A https://api.pwnedpasswords.com/SHA512containing hashes for all those files sure would be nice. One could then confirm that the download completed successfully (and that bitrot hadn't corrupted anything after the fact). That same SHA512 file could even be used to verify the single file, with some extra tooling.

One might also consider adding a SHA512.gpg file on top of that.

benblank commented 1 year ago

A https://api.pwnedpasswords.com/SHA512containing hashes for all those files

That's a really good idea. When I was creating this issue, I was thinking about how to continue halted downloads or update without a full re-download (potentially). A hash file would fit both those use-cases nicely!

troyhunt commented 1 year ago

We deliberately moved away from that model as creating a single monolithic file comprised of 1M+ constantly changing parts was a nightmare to maintain. The downloader here gets around that by pulling directly from the API which is also heavily cached at Cloudflare. That said, the original issue raised by @benblank needs to be addressed, copying @stebet on that one 🙂

stebet commented 1 year ago

I'll take a look at this. Thanks for the detailed report.

tomudding commented 1 year ago

I had the same issue with v0.2.8 on my first run:

PwnedPasswords (In)Complete Download

Second run did not have this problem.

### Given material
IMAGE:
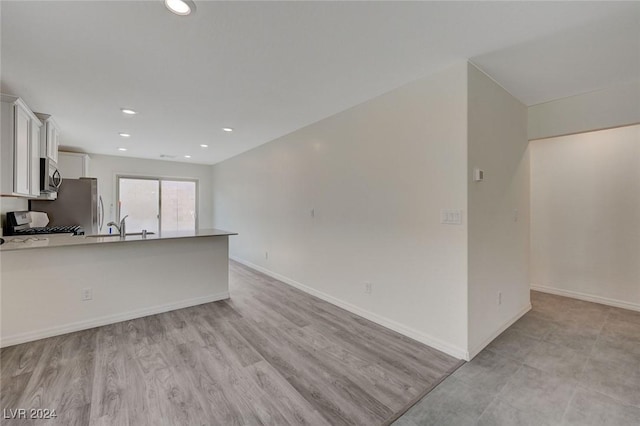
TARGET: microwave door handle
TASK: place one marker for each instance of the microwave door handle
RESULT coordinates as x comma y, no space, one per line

### Set task 1
Reproduce the Pwned Passwords thread above word for word between "tomudding commented 1" and "have this problem.", inclusive.
### Set task 2
Render this sentence from the Pwned Passwords thread in Spanish: "A hash file would fit both those use-cases nicely!"
### Set task 3
Answer from the Pwned Passwords thread:
(a) With which version did tomudding hit the issue on the first run?
(b) Where is the API heavily cached?
(c) According to troyhunt, how many constantly changing parts would the single monolithic file have comprised?

### Full response 1
tomudding commented 1 year ago

I had the same issue with v0.2.8 on my first run:

PwnedPasswords (In)Complete Download

Second run did not have this problem.

### Full response 2
¡Un archivo de hashes encajaría muy bien en ambos casos de uso!

### Full response 3
(a) v0.2.8
(b) At Cloudflare
(c) 1M+